** start RECORD SET **

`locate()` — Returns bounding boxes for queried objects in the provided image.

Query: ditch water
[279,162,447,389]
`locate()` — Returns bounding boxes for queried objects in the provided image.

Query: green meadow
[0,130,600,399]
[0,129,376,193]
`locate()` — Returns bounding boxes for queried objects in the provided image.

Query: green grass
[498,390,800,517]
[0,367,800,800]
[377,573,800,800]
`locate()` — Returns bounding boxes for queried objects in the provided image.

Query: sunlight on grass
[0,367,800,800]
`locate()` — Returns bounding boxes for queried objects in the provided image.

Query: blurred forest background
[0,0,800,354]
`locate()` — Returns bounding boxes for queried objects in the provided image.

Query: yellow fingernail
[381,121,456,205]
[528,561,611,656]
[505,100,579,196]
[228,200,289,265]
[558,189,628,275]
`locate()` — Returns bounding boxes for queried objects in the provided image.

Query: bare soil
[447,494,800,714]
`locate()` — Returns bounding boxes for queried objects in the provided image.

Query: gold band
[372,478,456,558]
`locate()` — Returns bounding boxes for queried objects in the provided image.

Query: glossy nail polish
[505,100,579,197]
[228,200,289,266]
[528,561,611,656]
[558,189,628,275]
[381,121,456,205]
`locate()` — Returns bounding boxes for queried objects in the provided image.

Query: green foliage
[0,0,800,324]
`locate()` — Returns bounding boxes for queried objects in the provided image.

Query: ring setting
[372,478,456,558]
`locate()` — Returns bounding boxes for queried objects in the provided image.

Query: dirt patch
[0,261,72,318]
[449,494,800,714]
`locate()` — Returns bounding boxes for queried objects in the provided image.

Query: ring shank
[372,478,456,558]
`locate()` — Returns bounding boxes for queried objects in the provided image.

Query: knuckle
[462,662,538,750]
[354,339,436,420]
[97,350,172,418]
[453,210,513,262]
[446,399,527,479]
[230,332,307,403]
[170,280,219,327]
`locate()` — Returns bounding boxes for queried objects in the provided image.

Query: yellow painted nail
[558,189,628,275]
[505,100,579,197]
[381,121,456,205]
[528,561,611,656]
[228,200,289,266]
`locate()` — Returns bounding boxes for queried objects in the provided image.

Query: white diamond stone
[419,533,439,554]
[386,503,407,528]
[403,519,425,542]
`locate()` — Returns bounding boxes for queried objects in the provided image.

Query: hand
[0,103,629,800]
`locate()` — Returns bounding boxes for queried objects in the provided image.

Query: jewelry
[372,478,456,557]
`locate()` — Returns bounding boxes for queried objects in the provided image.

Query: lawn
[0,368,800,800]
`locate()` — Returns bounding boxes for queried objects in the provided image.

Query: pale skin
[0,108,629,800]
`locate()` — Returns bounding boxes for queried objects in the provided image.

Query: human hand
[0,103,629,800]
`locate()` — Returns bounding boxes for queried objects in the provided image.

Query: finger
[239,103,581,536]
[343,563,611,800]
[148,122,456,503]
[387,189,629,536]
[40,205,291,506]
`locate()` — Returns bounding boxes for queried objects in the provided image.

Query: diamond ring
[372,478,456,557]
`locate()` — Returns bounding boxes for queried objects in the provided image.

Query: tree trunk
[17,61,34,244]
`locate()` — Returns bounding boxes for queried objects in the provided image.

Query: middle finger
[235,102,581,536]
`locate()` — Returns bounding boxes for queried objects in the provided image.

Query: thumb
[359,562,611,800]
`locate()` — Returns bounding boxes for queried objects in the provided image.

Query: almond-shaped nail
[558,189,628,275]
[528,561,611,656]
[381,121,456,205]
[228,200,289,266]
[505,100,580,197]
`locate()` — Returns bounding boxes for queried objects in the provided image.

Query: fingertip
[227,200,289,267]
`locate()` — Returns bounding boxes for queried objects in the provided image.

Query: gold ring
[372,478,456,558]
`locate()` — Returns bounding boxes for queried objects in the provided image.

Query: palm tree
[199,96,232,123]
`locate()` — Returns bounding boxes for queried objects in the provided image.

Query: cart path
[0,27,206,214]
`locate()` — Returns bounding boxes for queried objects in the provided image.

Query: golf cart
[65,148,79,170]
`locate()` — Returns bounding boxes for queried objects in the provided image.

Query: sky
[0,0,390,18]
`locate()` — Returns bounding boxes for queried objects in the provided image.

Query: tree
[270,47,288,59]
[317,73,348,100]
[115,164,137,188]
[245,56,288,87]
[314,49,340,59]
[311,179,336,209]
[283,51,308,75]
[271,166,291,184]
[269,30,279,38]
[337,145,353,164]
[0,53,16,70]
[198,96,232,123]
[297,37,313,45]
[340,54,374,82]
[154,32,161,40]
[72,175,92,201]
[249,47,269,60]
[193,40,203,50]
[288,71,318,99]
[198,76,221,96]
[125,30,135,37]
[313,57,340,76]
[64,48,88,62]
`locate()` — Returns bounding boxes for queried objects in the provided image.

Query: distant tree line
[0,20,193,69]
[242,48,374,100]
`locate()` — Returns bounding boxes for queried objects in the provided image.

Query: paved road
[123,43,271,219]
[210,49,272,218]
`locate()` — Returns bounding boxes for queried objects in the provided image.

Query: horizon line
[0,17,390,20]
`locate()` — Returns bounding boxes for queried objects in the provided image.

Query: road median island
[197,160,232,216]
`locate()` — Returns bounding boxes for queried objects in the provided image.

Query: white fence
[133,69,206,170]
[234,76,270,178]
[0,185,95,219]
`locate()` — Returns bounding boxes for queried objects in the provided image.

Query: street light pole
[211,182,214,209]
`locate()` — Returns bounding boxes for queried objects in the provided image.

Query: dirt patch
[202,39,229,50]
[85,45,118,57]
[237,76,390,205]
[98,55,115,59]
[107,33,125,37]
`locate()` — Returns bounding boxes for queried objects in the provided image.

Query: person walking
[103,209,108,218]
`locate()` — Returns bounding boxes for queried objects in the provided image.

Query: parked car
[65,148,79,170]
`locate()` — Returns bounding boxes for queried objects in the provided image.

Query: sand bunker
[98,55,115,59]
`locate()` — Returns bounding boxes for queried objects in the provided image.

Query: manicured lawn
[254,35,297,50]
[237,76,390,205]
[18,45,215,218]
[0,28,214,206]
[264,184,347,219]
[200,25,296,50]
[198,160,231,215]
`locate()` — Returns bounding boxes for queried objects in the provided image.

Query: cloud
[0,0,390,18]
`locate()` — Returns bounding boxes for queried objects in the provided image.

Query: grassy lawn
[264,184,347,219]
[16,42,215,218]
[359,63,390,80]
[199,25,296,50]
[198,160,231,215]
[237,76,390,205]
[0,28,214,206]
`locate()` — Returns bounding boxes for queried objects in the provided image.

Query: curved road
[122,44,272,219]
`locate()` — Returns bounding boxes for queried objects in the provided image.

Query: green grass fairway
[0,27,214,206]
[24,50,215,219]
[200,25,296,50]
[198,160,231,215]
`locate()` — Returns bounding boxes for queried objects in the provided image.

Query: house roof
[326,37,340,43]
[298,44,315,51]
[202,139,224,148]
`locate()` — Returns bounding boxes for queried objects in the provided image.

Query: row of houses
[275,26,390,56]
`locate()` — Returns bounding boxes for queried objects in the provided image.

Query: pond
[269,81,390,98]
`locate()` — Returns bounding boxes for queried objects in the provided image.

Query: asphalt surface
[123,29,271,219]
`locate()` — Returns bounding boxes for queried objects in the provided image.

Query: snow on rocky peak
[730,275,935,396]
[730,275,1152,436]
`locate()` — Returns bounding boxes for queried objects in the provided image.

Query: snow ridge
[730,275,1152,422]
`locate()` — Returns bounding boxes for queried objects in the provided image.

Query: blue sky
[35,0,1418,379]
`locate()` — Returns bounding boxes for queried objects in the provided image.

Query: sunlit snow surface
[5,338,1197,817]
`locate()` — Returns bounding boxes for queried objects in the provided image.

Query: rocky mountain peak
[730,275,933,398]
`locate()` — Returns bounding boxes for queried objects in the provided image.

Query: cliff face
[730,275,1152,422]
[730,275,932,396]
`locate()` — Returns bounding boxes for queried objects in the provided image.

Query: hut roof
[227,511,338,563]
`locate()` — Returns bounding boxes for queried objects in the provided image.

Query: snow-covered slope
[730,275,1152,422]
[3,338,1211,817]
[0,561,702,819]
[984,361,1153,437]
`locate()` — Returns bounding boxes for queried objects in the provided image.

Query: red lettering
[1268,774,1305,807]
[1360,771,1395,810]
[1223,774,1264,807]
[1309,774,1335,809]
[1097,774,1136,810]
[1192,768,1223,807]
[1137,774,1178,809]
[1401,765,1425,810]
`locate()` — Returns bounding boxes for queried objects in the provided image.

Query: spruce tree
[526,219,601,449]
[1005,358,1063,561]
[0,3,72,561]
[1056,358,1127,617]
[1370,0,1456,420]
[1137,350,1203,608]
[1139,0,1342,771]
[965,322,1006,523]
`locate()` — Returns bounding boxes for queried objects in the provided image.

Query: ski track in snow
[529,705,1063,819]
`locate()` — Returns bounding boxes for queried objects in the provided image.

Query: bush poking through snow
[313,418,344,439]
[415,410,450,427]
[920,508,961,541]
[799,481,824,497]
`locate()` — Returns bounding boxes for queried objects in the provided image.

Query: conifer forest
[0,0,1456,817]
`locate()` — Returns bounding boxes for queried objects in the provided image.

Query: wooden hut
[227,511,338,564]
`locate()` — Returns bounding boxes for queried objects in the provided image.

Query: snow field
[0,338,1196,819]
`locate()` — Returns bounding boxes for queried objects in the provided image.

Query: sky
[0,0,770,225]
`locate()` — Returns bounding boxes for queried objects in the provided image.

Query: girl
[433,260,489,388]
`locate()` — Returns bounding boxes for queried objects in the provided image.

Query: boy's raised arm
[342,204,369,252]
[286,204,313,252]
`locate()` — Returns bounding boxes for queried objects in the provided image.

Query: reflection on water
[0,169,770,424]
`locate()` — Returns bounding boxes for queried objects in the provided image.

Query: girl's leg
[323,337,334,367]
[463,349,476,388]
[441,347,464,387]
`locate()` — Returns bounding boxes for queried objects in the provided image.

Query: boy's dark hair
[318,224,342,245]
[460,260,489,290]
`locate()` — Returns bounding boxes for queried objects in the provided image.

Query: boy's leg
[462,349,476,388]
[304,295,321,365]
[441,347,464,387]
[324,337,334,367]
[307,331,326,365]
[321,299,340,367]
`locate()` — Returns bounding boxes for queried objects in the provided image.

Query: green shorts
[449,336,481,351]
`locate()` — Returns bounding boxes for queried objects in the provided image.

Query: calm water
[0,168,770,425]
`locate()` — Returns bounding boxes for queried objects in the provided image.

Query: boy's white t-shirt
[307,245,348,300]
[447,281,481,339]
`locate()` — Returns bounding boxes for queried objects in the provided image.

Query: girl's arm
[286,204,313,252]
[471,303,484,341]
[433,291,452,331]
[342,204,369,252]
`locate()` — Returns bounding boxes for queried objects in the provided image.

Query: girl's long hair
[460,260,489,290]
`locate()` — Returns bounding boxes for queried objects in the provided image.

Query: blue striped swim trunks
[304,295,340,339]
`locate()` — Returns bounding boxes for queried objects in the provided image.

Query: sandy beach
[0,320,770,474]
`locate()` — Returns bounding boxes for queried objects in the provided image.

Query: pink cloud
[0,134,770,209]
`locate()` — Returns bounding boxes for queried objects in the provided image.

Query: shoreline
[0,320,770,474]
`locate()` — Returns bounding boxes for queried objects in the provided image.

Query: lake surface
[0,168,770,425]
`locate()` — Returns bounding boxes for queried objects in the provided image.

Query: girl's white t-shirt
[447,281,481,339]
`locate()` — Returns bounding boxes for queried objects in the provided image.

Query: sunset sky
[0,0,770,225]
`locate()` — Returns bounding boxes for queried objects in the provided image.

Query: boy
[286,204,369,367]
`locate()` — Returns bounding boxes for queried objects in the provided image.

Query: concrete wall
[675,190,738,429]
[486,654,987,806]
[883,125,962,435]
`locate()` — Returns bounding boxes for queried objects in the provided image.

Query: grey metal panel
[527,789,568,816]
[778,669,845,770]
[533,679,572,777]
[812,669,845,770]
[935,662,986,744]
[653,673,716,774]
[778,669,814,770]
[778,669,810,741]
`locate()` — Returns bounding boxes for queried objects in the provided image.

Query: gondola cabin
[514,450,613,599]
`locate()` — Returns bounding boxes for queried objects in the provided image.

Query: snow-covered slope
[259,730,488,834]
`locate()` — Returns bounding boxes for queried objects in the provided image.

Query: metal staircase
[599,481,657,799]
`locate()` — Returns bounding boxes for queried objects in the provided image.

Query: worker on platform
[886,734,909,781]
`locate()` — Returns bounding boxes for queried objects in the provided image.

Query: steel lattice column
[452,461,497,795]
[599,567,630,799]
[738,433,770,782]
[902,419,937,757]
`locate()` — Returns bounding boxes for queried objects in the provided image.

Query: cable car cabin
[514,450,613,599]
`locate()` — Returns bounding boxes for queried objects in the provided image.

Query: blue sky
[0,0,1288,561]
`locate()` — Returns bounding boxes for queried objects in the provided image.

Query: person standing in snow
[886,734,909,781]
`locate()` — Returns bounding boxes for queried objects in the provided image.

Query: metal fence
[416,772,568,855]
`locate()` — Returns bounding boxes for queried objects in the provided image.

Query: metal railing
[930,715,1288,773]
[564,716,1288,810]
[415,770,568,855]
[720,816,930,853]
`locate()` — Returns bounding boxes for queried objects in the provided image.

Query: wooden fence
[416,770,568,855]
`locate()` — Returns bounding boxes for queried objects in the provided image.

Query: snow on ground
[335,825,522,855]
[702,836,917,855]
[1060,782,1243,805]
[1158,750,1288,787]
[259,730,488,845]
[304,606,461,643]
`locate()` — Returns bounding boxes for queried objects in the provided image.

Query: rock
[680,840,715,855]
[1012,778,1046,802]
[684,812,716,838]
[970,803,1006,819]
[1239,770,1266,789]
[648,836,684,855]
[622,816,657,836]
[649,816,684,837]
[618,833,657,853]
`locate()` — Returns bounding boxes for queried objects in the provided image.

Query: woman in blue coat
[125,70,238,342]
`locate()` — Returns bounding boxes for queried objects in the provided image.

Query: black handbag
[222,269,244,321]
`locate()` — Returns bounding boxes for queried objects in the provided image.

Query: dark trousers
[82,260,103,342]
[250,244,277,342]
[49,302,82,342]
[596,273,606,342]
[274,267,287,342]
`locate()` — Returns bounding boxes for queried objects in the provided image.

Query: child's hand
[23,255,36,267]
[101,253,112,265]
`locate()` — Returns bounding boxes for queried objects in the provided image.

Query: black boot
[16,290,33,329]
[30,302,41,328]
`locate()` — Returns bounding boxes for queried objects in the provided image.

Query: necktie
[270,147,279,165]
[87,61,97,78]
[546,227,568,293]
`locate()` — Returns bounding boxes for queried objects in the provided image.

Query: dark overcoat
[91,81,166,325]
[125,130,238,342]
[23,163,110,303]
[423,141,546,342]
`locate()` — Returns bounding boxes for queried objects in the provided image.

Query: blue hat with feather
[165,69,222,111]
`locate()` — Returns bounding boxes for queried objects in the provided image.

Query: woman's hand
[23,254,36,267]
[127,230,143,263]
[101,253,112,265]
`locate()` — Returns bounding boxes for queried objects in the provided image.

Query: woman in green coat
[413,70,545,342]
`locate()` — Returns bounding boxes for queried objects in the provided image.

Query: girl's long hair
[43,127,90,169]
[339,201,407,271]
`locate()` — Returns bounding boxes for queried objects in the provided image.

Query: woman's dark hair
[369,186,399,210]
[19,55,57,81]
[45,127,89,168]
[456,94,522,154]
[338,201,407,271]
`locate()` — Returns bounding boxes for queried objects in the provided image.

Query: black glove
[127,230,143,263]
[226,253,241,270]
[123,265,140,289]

** end RECORD SET **

Pick out every line in the data above that contains the word "cabin", and list those lines in their original order.

Query: gondola cabin
Query: cable car cabin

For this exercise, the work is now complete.